▶ [PROBLEM TO SOLVE] All lines in the records below with the word "tight" must be returned.

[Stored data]
---*---
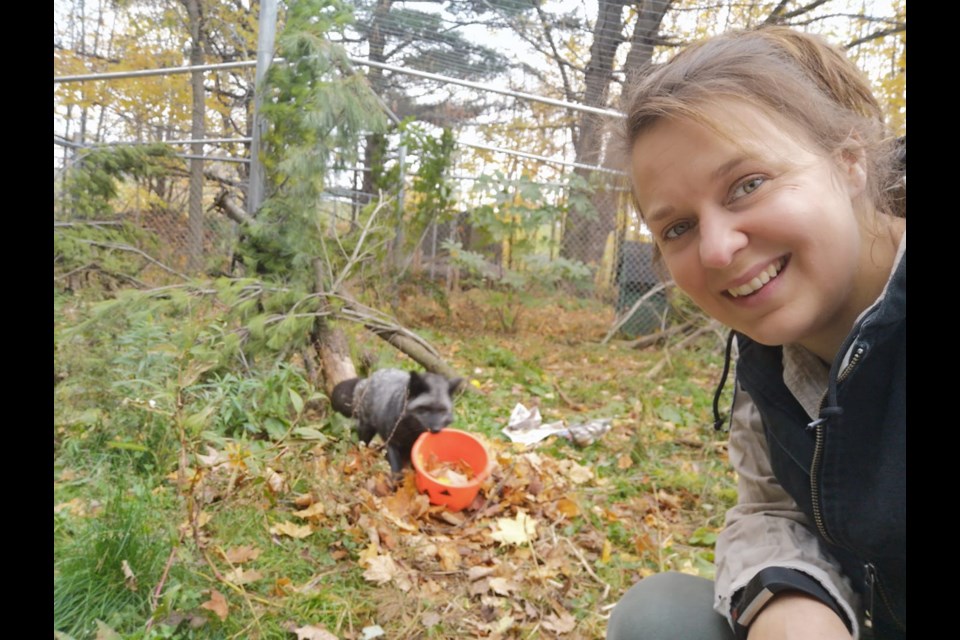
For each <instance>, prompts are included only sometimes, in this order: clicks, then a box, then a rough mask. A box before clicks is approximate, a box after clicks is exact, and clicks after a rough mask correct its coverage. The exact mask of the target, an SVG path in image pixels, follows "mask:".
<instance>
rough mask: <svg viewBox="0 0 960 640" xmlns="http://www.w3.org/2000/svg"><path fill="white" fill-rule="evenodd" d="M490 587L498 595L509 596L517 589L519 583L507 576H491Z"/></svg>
mask: <svg viewBox="0 0 960 640" xmlns="http://www.w3.org/2000/svg"><path fill="white" fill-rule="evenodd" d="M490 588H491V589H493V592H494V593H496V594H498V595H501V596H508V595H510V592H511V591H516V590H517V584H516V583H515V582H513V581H511V580H508V579H507V578H490Z"/></svg>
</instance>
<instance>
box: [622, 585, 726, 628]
mask: <svg viewBox="0 0 960 640" xmlns="http://www.w3.org/2000/svg"><path fill="white" fill-rule="evenodd" d="M671 638H678V639H680V638H685V639H689V638H702V639H704V640H707V639H710V640H713V639H714V638H715V639H716V640H721V639H728V638H733V634H732V632H731V631H730V628H729V626H728V625H727V622H726V620H725V619H724V618H723V616H721V615H720V614H718V613H716V612H715V611H714V610H713V582H712V581H710V580H706V579H704V578H698V577H696V576H690V575H687V574H684V573H675V572H668V573H658V574H655V575H652V576H650V577H649V578H644V579H643V580H641V581H640V582H638V583H637V584H635V585H633V587H631V588H630V589H629V590H628V591H627V592H626V593H625V594H623V598H621V599H620V602H618V603H617V605H616V606H615V607H614V608H613V611H612V612H611V613H610V622H609V623H608V625H607V640H645V639H651V640H654V639H655V640H667V639H671Z"/></svg>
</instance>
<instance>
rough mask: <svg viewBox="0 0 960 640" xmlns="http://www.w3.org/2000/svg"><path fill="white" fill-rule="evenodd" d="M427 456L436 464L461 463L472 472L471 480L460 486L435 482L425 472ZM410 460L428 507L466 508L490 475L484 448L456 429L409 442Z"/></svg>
mask: <svg viewBox="0 0 960 640" xmlns="http://www.w3.org/2000/svg"><path fill="white" fill-rule="evenodd" d="M431 455H434V456H436V457H437V459H438V460H439V461H440V462H460V461H463V462H465V463H466V464H467V465H469V467H470V469H471V470H472V471H473V479H472V480H471V481H470V482H468V483H467V484H465V485H460V486H452V485H449V484H444V483H442V482H438V481H437V479H436V478H434V477H433V476H431V475H430V474H429V473H427V471H426V466H427V461H428V460H430V456H431ZM410 458H411V462H413V469H414V471H415V472H416V478H417V490H418V491H420V492H421V493H424V492H426V494H427V496H428V497H429V498H430V503H431V504H442V505H444V506H446V507H447V509H450V510H451V511H460V510H461V509H464V508H465V507H468V506H470V503H471V502H473V499H474V498H476V497H477V492H478V491H480V485H482V484H483V481H484V480H486V479H487V476H489V475H490V455H489V454H488V453H487V449H486V447H484V446H483V443H482V442H480V440H478V439H477V438H476V437H475V436H473V435H471V434H469V433H467V432H466V431H460V430H459V429H444V430H442V431H440V432H439V433H430V432H429V431H427V432H424V433H422V434H421V435H420V437H419V438H417V441H416V442H414V443H413V449H412V450H411V452H410Z"/></svg>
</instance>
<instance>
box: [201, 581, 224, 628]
mask: <svg viewBox="0 0 960 640" xmlns="http://www.w3.org/2000/svg"><path fill="white" fill-rule="evenodd" d="M200 606H201V607H202V608H204V609H209V610H210V611H213V612H214V613H215V614H217V617H218V618H220V621H221V622H222V621H224V620H226V619H227V614H228V613H229V612H230V606H229V605H228V604H227V599H226V598H224V597H223V594H222V593H220V592H219V591H217V590H216V589H211V590H210V599H209V600H207V601H206V602H204V603H203V604H201V605H200Z"/></svg>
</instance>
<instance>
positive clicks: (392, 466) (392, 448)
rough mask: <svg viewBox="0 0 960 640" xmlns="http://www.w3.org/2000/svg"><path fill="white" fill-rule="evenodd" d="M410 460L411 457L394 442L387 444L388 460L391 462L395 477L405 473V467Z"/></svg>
mask: <svg viewBox="0 0 960 640" xmlns="http://www.w3.org/2000/svg"><path fill="white" fill-rule="evenodd" d="M408 461H409V458H408V457H407V456H405V455H403V452H402V451H401V450H400V449H399V448H397V447H395V446H393V445H392V444H388V445H387V462H389V463H390V471H392V472H393V475H394V476H395V477H399V476H401V475H403V467H404V465H405V464H406V463H407V462H408Z"/></svg>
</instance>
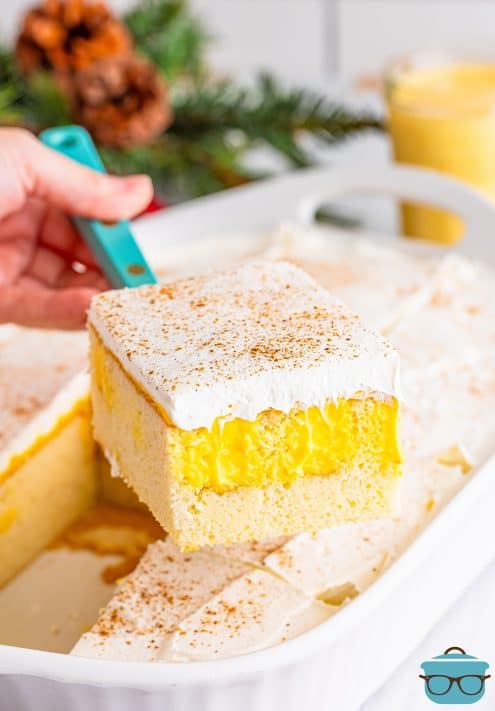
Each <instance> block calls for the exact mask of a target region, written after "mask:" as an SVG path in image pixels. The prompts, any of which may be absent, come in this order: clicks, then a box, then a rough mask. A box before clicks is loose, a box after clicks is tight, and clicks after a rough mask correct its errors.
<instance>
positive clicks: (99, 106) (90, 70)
mask: <svg viewBox="0 0 495 711" xmlns="http://www.w3.org/2000/svg"><path fill="white" fill-rule="evenodd" d="M70 93H71V96H72V102H73V113H74V118H75V120H76V121H78V122H79V123H81V124H83V126H85V127H86V128H87V129H88V131H89V132H90V133H91V134H92V135H93V137H94V138H95V140H96V141H97V142H98V143H99V144H101V145H106V146H112V147H115V148H122V147H126V146H136V145H142V144H146V143H149V141H151V140H152V139H153V138H155V137H156V136H158V135H159V134H160V133H161V132H162V131H164V130H165V129H166V128H167V126H169V125H170V123H171V121H172V110H171V108H170V103H169V101H168V92H167V88H166V86H165V83H164V82H163V81H162V79H161V78H160V76H159V75H158V72H157V70H156V69H155V67H154V66H153V65H152V64H150V63H149V62H146V61H145V60H143V59H139V58H137V57H135V56H128V57H125V58H122V59H107V60H102V61H100V62H96V63H95V64H93V65H92V66H91V67H89V68H88V69H86V70H84V71H81V72H77V73H76V74H74V76H73V77H72V79H71V89H70Z"/></svg>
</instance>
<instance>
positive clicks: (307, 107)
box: [171, 74, 382, 167]
mask: <svg viewBox="0 0 495 711" xmlns="http://www.w3.org/2000/svg"><path fill="white" fill-rule="evenodd" d="M173 108H174V115H175V121H174V125H173V127H172V129H171V130H172V131H173V132H174V133H176V134H177V135H182V136H188V137H190V138H194V137H197V136H200V135H204V134H208V133H218V132H221V131H226V130H236V131H241V132H242V133H243V134H244V135H245V137H246V139H247V140H249V141H251V142H265V143H267V144H269V145H270V146H272V147H273V148H274V149H275V150H276V151H278V152H279V153H281V154H283V155H284V156H285V157H286V158H287V159H288V160H289V162H290V163H292V164H293V165H296V166H298V167H300V166H307V165H310V164H311V163H312V160H311V158H310V156H309V155H308V154H307V153H306V152H305V151H304V149H303V148H302V147H301V145H300V143H299V142H298V138H299V136H300V134H302V133H307V134H311V135H313V136H314V137H315V138H316V139H317V140H318V141H320V142H323V143H326V144H332V143H335V142H337V141H340V140H342V139H344V138H346V137H347V136H350V135H352V134H353V133H356V132H359V131H362V130H364V129H379V128H382V124H381V122H380V121H379V120H378V119H377V118H376V117H375V116H374V115H372V114H368V113H363V114H356V113H355V112H354V111H351V110H348V109H346V108H345V107H343V106H340V105H337V104H334V103H332V102H329V101H327V100H325V99H324V98H323V97H321V96H319V95H316V94H314V93H313V92H310V91H307V90H305V89H284V88H283V87H282V86H281V85H280V84H279V83H278V82H276V81H275V79H274V78H273V77H271V76H270V75H268V74H263V75H261V76H260V77H259V78H258V81H257V84H256V85H255V87H254V89H252V90H249V89H245V88H238V87H236V86H235V85H233V84H231V83H230V82H223V83H222V84H217V85H213V86H212V85H203V86H201V87H197V88H196V89H195V91H193V92H191V91H189V92H177V93H176V94H175V95H174V97H173Z"/></svg>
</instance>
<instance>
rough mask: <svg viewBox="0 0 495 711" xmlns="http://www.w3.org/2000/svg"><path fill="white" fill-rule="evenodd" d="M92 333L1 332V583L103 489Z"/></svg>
mask: <svg viewBox="0 0 495 711" xmlns="http://www.w3.org/2000/svg"><path fill="white" fill-rule="evenodd" d="M86 352H87V345H86V343H85V334H84V333H79V334H77V333H60V332H55V331H51V332H46V331H36V330H28V329H21V328H15V327H9V326H7V327H6V326H4V327H2V328H0V402H1V404H2V407H1V408H0V586H1V585H3V584H4V583H5V582H7V581H8V580H9V579H10V578H11V577H12V576H13V575H15V574H16V573H17V572H18V571H19V570H20V569H21V568H22V567H23V566H24V565H26V564H27V563H28V562H29V561H30V560H31V559H32V558H33V557H34V556H35V555H37V554H38V553H39V552H40V551H41V550H43V548H45V546H46V545H47V544H49V543H50V542H51V540H52V539H53V538H54V537H55V536H57V535H58V534H59V533H61V532H62V531H63V530H64V528H66V526H68V525H69V524H70V523H72V521H74V519H76V518H77V517H78V516H79V515H80V514H81V513H82V512H83V511H85V510H86V509H87V507H88V506H89V505H90V504H91V502H92V501H93V499H94V496H95V490H96V466H95V459H94V445H93V439H92V435H91V424H90V417H89V379H88V376H87V374H80V375H76V374H77V373H78V372H80V371H81V369H83V368H84V367H85V366H86V362H87V354H86Z"/></svg>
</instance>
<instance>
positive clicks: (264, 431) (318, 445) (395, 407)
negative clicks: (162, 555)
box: [170, 397, 400, 493]
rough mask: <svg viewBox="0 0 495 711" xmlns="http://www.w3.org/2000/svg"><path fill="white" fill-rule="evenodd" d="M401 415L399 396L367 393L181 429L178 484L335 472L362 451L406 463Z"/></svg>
mask: <svg viewBox="0 0 495 711" xmlns="http://www.w3.org/2000/svg"><path fill="white" fill-rule="evenodd" d="M397 420H398V404H397V401H396V400H392V401H390V402H386V401H383V400H377V399H374V398H371V397H368V398H363V399H348V400H345V399H340V400H338V402H336V403H335V402H327V403H326V405H325V406H324V407H322V408H318V407H309V408H307V409H306V410H297V409H293V410H291V411H290V412H289V413H288V414H285V413H283V412H280V411H277V410H266V411H265V412H262V413H260V414H259V415H258V417H257V418H256V419H255V420H254V421H251V422H249V421H247V420H241V419H234V420H231V421H229V422H222V421H221V420H216V421H215V422H214V424H213V427H212V429H211V430H207V429H205V428H202V429H198V430H192V431H190V432H188V431H184V430H179V429H177V428H174V429H173V430H172V432H171V439H170V449H171V453H172V462H173V465H172V470H173V473H174V475H175V477H176V478H177V479H178V481H179V482H181V483H187V484H191V485H192V486H194V487H197V488H205V487H206V488H208V489H212V490H213V491H216V492H218V493H223V492H225V491H231V490H232V489H236V488H237V487H239V486H266V485H267V484H271V483H273V482H280V483H282V484H290V483H291V482H293V481H294V480H295V479H297V478H298V477H301V476H308V475H320V476H322V475H323V476H327V475H331V474H334V473H335V472H339V471H340V470H341V469H342V467H343V466H347V465H351V466H352V465H353V464H354V463H355V461H356V457H357V456H359V458H360V459H361V458H362V457H363V456H365V457H368V458H369V459H370V460H372V461H375V462H376V463H377V467H378V469H379V471H380V472H382V473H383V472H385V471H386V470H387V469H388V468H389V466H390V464H396V465H399V464H400V451H399V446H398V436H397Z"/></svg>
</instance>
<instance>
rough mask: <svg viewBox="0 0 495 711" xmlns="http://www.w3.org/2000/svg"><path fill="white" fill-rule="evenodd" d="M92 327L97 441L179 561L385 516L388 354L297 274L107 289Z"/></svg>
mask: <svg viewBox="0 0 495 711" xmlns="http://www.w3.org/2000/svg"><path fill="white" fill-rule="evenodd" d="M89 322H90V337H91V355H90V360H91V371H92V402H93V417H94V431H95V435H96V439H97V440H98V441H99V442H100V444H101V445H102V447H103V449H104V450H105V453H106V454H107V456H108V458H109V460H110V461H111V463H112V465H113V467H114V470H115V473H117V474H119V475H120V476H122V477H123V478H124V479H125V480H126V481H127V482H128V483H129V484H130V485H131V486H132V487H133V488H134V490H135V491H136V492H137V494H138V495H139V497H140V498H141V499H142V500H143V501H144V502H145V503H146V504H147V505H148V506H149V508H150V509H151V511H152V512H153V513H154V515H155V516H156V518H157V519H158V521H159V522H160V523H161V524H162V526H163V527H164V528H165V530H166V531H168V532H169V533H170V535H171V536H172V538H173V539H174V541H175V542H176V543H178V544H179V545H180V546H181V547H182V548H189V549H192V548H197V547H199V546H202V545H204V544H214V543H229V542H235V541H243V540H250V539H257V540H259V539H263V538H268V537H271V536H275V535H279V534H291V533H295V532H298V531H302V530H306V531H315V530H317V529H319V528H322V527H325V526H331V525H334V524H338V523H342V522H345V521H353V520H359V519H369V518H373V517H380V516H384V515H387V514H389V513H390V510H391V506H392V500H393V494H394V492H395V489H396V482H397V478H398V476H399V473H400V452H399V448H398V441H397V420H398V403H397V395H398V369H399V361H398V355H397V353H396V352H395V351H394V350H393V349H392V348H391V347H390V346H389V345H388V344H387V343H386V342H385V341H384V340H383V338H382V337H381V336H379V335H377V334H375V333H374V332H372V331H370V330H368V329H366V328H365V327H364V326H363V325H362V323H361V322H360V321H359V319H358V317H357V316H356V315H355V314H354V313H352V312H351V311H349V310H348V309H347V308H346V307H345V306H344V305H343V304H342V303H341V302H340V301H338V300H337V299H335V298H334V297H332V296H331V295H330V294H329V293H328V292H327V291H326V290H324V289H323V288H322V287H320V286H319V285H318V284H317V283H316V282H315V281H314V280H313V279H311V278H310V277H309V276H308V275H307V274H305V273H304V272H303V271H302V270H300V269H298V268H297V267H294V266H292V265H289V264H287V263H285V262H272V261H259V262H251V263H248V264H245V265H243V266H240V267H237V268H233V269H230V270H228V271H224V272H217V273H211V274H208V275H203V276H198V277H192V278H189V279H182V280H180V281H177V282H175V283H170V284H166V285H162V286H146V287H142V288H139V289H133V290H120V291H112V292H107V293H105V294H101V295H99V296H97V297H96V298H95V299H94V301H93V304H92V307H91V310H90V316H89Z"/></svg>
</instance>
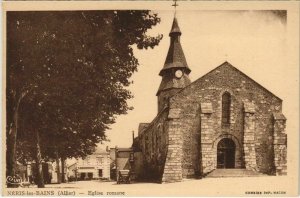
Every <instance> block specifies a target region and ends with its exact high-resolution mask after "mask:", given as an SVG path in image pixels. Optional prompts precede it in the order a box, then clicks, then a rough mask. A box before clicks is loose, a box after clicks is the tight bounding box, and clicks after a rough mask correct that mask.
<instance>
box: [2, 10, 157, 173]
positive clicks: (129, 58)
mask: <svg viewBox="0 0 300 198" xmlns="http://www.w3.org/2000/svg"><path fill="white" fill-rule="evenodd" d="M159 22H160V19H159V18H158V16H157V15H156V14H154V13H152V12H151V11H147V10H139V11H136V10H127V11H112V10H110V11H34V12H31V11H26V12H7V90H6V93H7V95H6V99H7V100H6V102H7V103H6V104H7V156H8V157H9V156H10V154H12V156H14V146H15V145H14V144H15V143H16V141H14V140H18V141H17V142H18V144H17V145H18V147H17V150H18V153H19V154H20V155H19V156H18V157H19V158H18V159H20V160H21V161H24V160H25V161H26V160H31V158H30V156H29V155H30V154H32V155H35V154H34V150H35V147H34V145H35V142H36V137H35V134H36V133H39V135H40V139H41V152H42V156H43V158H53V157H54V153H55V151H58V152H59V155H60V156H61V157H64V158H67V157H83V156H85V155H87V154H90V153H91V151H92V149H93V148H94V147H95V145H96V143H98V142H101V141H103V140H105V139H106V136H105V130H106V129H108V127H109V125H110V124H112V123H114V122H115V116H116V115H119V114H126V112H127V111H128V110H130V109H131V107H129V106H128V105H127V102H126V101H127V100H128V99H130V98H131V97H132V94H131V93H130V92H129V91H128V90H127V89H126V87H128V86H129V85H130V84H131V82H130V81H129V78H130V77H131V75H132V74H133V73H134V72H135V71H137V67H138V65H139V63H138V60H137V59H136V58H135V56H134V54H133V48H132V46H133V45H136V46H137V47H138V48H139V49H143V48H144V49H147V48H149V47H151V48H153V47H155V46H156V45H158V44H159V41H160V40H161V38H162V35H157V36H155V37H151V36H148V35H147V34H146V33H147V30H149V29H151V28H152V27H153V26H155V25H157V24H158V23H159ZM17 131H18V132H17ZM13 135H16V137H13ZM22 153H23V154H22ZM21 154H22V155H21ZM24 158H26V159H24ZM11 160H13V159H8V160H7V161H8V168H9V169H10V168H11V167H10V165H9V163H10V161H11Z"/></svg>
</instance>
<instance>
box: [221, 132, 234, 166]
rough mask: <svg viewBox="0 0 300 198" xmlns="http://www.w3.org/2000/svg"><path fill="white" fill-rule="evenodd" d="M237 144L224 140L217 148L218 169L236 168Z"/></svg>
mask: <svg viewBox="0 0 300 198" xmlns="http://www.w3.org/2000/svg"><path fill="white" fill-rule="evenodd" d="M234 166H235V144H234V142H233V141H232V140H231V139H229V138H224V139H222V140H221V141H220V142H219V143H218V146H217V168H234Z"/></svg>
---*---
▶ [ANSWER AREA]
Each <instance> block calls for the exact mask of a target region, written after "mask:" as an SVG path in image pixels. The prompts, any of which may be absent, come in this order: clicks, then a box, then a rough mask. A box before clicks is loose, a box after clicks is tight, and clicks after a rough mask correct its errors.
Every <instance> block specifies a target region and ends with its exact high-resolution mask after "mask:", given as an SVG path in image pixels. Optional prompts precede it in the order a box, then clicks, then a rough mask. A box before clicks is loose, a box after clicks is the tight bounding box, and clicks after a rough mask correct that mask.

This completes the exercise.